TEXT PASSAGE:

The men's vault competition was one of eight events for male competitors in artistic gymnastics at the 1976 Summer Olympics in Montreal. The qualification and final rounds took place on July 18, 20, and 23rd at the Montreal Forum. There were 90 competitors from 20 nations, with nations competing in the team event having 6 gymnasts while other nations could have up to 3 gymnasts. The event was won by Nikolai Andrianov of the Soviet Union, the nation's fifth gold medal in the men's vault; it was the seventh consecutive Games that the Soviets had a gymnast place in the top two. Andrianov became the third man to win multiple vault medals, adding to his 1972 bronze. Japan returned to the vault podium after a one-Games absence, with Mitsuo Tsukahara taking silver and Hiroshi Kajiyama bronze.

Background

This was the 14th appearance of the event, which is one of the five apparatus events held every time there were apparatus events at the Summer Olympics (no apparatus events were held in 1900, 1908, 1912, or 1920). Three of the six finalists from 1972 returned: bronze medalist Nikolai Andrianov of the Soviet Union, fourth-place finisher Sawao Kato of Japan, and sixth-place finisher Peter Rohner of Switzerland. The 1974 vault world champion, Shigeru Kasamatsu of Japan, did not compete in Montreal. Andrianov had been the runner-up.

Israel made its debut in the men's vault. The United States made its 13th appearance, most of any nation, having missed only the inaugural 1896 Games.

RECORDS:
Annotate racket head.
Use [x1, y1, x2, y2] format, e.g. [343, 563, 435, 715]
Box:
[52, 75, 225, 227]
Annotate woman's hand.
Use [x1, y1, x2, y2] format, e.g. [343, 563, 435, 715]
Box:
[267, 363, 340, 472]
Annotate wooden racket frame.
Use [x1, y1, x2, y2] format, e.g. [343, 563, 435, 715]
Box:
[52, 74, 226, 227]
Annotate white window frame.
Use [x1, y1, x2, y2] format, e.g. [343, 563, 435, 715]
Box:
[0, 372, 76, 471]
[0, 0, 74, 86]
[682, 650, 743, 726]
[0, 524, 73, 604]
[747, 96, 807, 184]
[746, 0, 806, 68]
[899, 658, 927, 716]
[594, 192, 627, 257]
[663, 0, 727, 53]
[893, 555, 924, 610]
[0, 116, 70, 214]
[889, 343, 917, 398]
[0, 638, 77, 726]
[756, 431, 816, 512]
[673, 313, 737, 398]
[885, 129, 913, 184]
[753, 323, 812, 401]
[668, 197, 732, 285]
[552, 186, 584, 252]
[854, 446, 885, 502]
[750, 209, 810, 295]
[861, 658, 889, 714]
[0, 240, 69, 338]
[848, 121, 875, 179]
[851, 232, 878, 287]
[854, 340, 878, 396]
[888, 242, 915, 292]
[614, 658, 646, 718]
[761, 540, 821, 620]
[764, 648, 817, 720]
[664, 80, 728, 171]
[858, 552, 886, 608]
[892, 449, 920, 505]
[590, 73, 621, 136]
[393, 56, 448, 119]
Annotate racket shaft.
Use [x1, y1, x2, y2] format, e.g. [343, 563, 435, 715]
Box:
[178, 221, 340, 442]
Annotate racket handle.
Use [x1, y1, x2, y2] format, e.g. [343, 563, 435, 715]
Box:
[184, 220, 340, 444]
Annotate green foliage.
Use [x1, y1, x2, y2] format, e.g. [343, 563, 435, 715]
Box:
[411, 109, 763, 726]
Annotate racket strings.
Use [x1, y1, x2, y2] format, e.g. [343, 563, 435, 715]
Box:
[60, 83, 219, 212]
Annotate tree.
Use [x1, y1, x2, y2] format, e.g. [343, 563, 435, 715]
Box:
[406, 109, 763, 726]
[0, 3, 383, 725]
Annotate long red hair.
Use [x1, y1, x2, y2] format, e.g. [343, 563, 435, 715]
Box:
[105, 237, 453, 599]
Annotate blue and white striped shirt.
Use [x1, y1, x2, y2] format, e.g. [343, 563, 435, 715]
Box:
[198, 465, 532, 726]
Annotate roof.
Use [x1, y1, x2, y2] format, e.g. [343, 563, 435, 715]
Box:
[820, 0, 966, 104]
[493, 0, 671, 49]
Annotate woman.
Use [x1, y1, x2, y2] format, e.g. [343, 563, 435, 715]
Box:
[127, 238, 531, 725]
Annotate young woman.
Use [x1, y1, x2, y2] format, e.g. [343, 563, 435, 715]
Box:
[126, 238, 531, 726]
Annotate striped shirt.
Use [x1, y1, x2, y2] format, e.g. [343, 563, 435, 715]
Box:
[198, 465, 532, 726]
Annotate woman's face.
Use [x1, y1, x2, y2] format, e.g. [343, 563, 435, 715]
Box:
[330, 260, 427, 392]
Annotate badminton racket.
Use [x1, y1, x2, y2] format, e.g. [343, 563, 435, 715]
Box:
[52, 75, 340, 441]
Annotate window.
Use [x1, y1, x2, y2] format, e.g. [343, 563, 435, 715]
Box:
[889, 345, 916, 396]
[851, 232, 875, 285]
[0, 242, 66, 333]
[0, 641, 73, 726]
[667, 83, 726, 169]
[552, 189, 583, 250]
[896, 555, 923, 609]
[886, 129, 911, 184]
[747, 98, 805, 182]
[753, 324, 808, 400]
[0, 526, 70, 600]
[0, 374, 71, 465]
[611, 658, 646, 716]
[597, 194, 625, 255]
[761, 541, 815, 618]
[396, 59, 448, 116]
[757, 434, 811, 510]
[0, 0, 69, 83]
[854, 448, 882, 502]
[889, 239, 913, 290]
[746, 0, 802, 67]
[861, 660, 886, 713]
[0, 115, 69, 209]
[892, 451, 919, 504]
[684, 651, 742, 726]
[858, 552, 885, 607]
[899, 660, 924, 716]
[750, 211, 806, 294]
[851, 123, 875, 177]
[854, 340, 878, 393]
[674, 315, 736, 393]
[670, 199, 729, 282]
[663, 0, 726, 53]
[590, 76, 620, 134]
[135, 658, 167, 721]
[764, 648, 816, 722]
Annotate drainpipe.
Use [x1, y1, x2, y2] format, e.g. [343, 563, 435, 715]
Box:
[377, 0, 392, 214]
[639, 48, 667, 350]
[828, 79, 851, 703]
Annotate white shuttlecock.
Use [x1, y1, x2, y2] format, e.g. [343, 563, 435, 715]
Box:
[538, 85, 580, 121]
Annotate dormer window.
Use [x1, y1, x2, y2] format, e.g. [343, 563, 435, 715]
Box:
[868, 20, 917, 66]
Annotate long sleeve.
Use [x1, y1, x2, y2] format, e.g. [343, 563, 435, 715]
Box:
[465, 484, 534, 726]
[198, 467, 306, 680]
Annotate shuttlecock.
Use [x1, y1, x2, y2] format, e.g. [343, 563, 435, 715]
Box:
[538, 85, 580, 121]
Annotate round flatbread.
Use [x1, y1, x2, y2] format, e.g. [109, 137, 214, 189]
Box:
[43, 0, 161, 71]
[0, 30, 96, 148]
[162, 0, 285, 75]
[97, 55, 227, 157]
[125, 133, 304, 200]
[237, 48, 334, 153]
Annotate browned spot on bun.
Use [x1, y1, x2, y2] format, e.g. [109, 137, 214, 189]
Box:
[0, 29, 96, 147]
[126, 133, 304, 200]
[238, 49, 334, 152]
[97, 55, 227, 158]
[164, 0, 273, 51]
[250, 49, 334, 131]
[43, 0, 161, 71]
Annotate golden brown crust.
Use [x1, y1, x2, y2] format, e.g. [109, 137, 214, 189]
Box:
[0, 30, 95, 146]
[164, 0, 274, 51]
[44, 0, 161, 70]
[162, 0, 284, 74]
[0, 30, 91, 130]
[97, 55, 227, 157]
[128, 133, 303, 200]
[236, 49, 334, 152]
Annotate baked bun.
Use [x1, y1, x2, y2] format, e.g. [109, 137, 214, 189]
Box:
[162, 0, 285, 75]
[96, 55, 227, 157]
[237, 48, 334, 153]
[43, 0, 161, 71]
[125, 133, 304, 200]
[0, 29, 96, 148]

TASKS:
a. In the passage on the 1976 Olympic men's vault, how many competitors took part, and from how many nations?
b. List every gymnast who, according to the passage on the 1976 Olympic men's vault, had been a 1972 finalist and returned to compete in Montreal.
c. Write the next part of the passage on the 1976 Olympic men's vault, picking up after its final sentence.

RESPONSES TO THE TASKS:
a. 90 competitors from 20 nations.

b. Nikolai Andrianov of the Soviet Union, Sawao Kato of Japan, and Peter Rohner of Switzerland.

c.
Competition format

The event used a "vaulting horse" aligned parallel to the gymnast's run (rather than the modern "vaulting table" in use since 2004). Each nation entered a team of six gymnasts or up to three individual gymnasts. All entrants in the gymnastics competitions performed both a compulsory exercise and a voluntary exercise for each apparatus. The scores for all 12 exercises were summed to give an individual all-around score. These exercise scores were also used for qualification for the apparatus finals. The two exercises (compulsory and voluntary) for each apparatus were summed to give an apparatus score. The top 6 in each apparatus participated in the finals, except that nations were limited to two finalists each; others were ranked 7th through 90th. Half of the preliminary score carried over to the final.

Schedule

All times are Eastern Daylight Time (UTC-4)

Results

Ninety gymnasts competed in the compulsory and optional rounds on July 18 and 20. The six highest scoring gymnasts advanced to the final on July 23. Each country was limited to two competitors in the final. Half of the points earned by each gymnast during both the compulsory and optional rounds carried over to the final. This constitutes the "prelim" score.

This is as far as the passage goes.